▶ **Testo da leggere**:
######

Intervista a Doppiomisto
Fate un'autopresentazione
D: Siamo un gruppo d'architetti in fieri, che segue un percorso di formazione permanente. Essendo ancora molto giovani [lo studio si è formato da appena tre anni, n. d. r.] ci consideriamo come all'interno di un processo esperienziale che ci permetta di crescere, capire, decifrare quale strada possa essere posta di seguito a quelle gia percorse, nell'interesse dell'architettura e dello studio; tutto ciò, avendo come cardine il rispetto del fattore umano, inteso come onestà intellettuale verso se stessi e verso gli altri nella gestione dei rapporti di lavoro, sia all'interno dello studio, sia nella vita in generale; elementi di correttezza che poi vanno a riflettersi nella ricerca stessa dell'architettura.
Perchè questo nome?
D: Perchè siamo una doppia coppia; quindi come fosse una partita di doppiomisto a tennis, da giocare ogni volta, sia con le cose che di volta in volta ci troviamo ad affrontare, i temi che ci vengono proposti, sia una sorta di partita fra di noi, di confronto continuo, ricerca, di lavoro collettivo che necessita una forte presa di responsabilità, ma che poi come risultato dà i suoi bei frutti.
Raccontatemi la vostra formazione intellettuale, dall'università a tutto ciò che per voi è stato fondamentale.
D: In parte l'università, per vari motivi e quasi sempre, slegati dall'insegnamento accademico, vista anche l'assoluta mancanza di maestri in grado di guidarci in un percorso o comunque in grado di comunicarci un pensiero che fosse tale. Importante, soprattutto, è stato il movimento della Pantera come momento di riflessione e critica comune. Un'esperienza corale e collettiva di riappropriazione degli spazi dell'università. Allora, abbiamo iniziato una ricerca sui luoghi dismessi della città, sugli spazi da vivere diversamente, da risignificare. Carlo Prati è stato coinvolto direttamente in questo con gli SCIATTO (di cui faceva parte), ma forse senza che ci fosse ancora questa codificazione intellettuale, situazionista di ciò che si stava facendo. Non era estranea nemmeno l'area pop e del graffittismo di protesta. Per alcuni di noi fondamentale è stato il dottorato di ricerca [Carlo Prati e Cecilia Anselmi, n. d. r.]. Momento che ha permesso a studenti sfociati poi nella professione, di dedicarsi a passioni e riflessioni su importanti concetti maturati. Da qui la nostra fondamentale attenzione al tema dell'housing.

######

▶ **Consegne**:
1. Rispondi a queste domande sull'intervista a Doppiomisto:
(a) Da quanto tempo si è formato lo studio?
(b) A quale sport rimanda il nome del gruppo?
(c) Di quale gruppo faceva parte Carlo Prati?
2. Riporta tutti gli interventi dell'intervistatore presenti nell'intervista a Doppiomisto.
3. Scrivi il seguito dell'intervista a Doppiomisto dal punto in cui si ferma.
L'elenco proviene da una fonte diversa dall'intervista a Doppiomisto.

▶ **Materiale fornito**:
######

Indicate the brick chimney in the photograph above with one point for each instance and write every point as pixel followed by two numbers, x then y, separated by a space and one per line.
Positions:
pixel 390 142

######

▶ **Risposte finali**:
1.
(a) Da appena tre anni.
(b) Al tennis, come una partita di doppiomisto.
(c) Degli SCIATTO.

2.
- Fate un'autopresentazione
- Perchè questo nome?
- Raccontatemi la vostra formazione intellettuale, dall'università a tutto ciò che per voi è stato fondamentale.

3.
Cosa significa per voi fare architettura?
D: Rappresenta un insieme di cose, che sono: occuparsi della città, delle trasformazioni, delle mutazioni del territorio senza più distinzioni fra diversi saperi e singoli settori specialistici, credere in alcune idee concretamente realizzabili senza pensare che sia ancora possibile stabilire delle leggi assolute che, poi, informino di sé il destino della città e del territorio. Cercare, attraverso l'azione politica, quindi da cittadino consapevole, di riappropriarsi di alcune tematiche che sono lo specchio della crisi della società in cui viviamo. Quindi, occuparsi degli spazi pubblici, dei terrain vague, degli spazi di risulta, e del problema dell'housing. Dobbiamo mettere in discussione gli stessi principi che hanno governato fino ad ora la nostra professione. Non si può più parlare dell'architettura come ne parlavano i moderni, ma nemmeno come ne parlavano i post-moderni. Bisogna cercare una nuova visione che vada oltre e che passi anche attraverso la sperimentazione, la consapevolezza di essere cittadini e, quindi, di avere una propria coscienza politica nella professione, assumendosi le responsabilità in merito alle decisioni su tematiche di scottante attualità.
Ci sono integrazioni disciplinari continue nel vostro progettare e quali?
D: Certamente, l'architettura è, e deve essere, un sapere inclusivista, che si lega con le varie discipline che hanno a che fare con l'uomo, sotto vari aspetti. L'arte come rimando concettuale, la filosofia come riflessione sui grandi temi dell'oggi e la stessa tecnologia con le sue possibilità connettive.
Di cosa vi occupate ultimamente?
D: Siamo impegnati con i 5A+1 nel concorso indetto dal Comune di Roma "Meno e più/Bufalotta", e siamo nella fase finale.
Quali sono i lavori a cui siete più legati?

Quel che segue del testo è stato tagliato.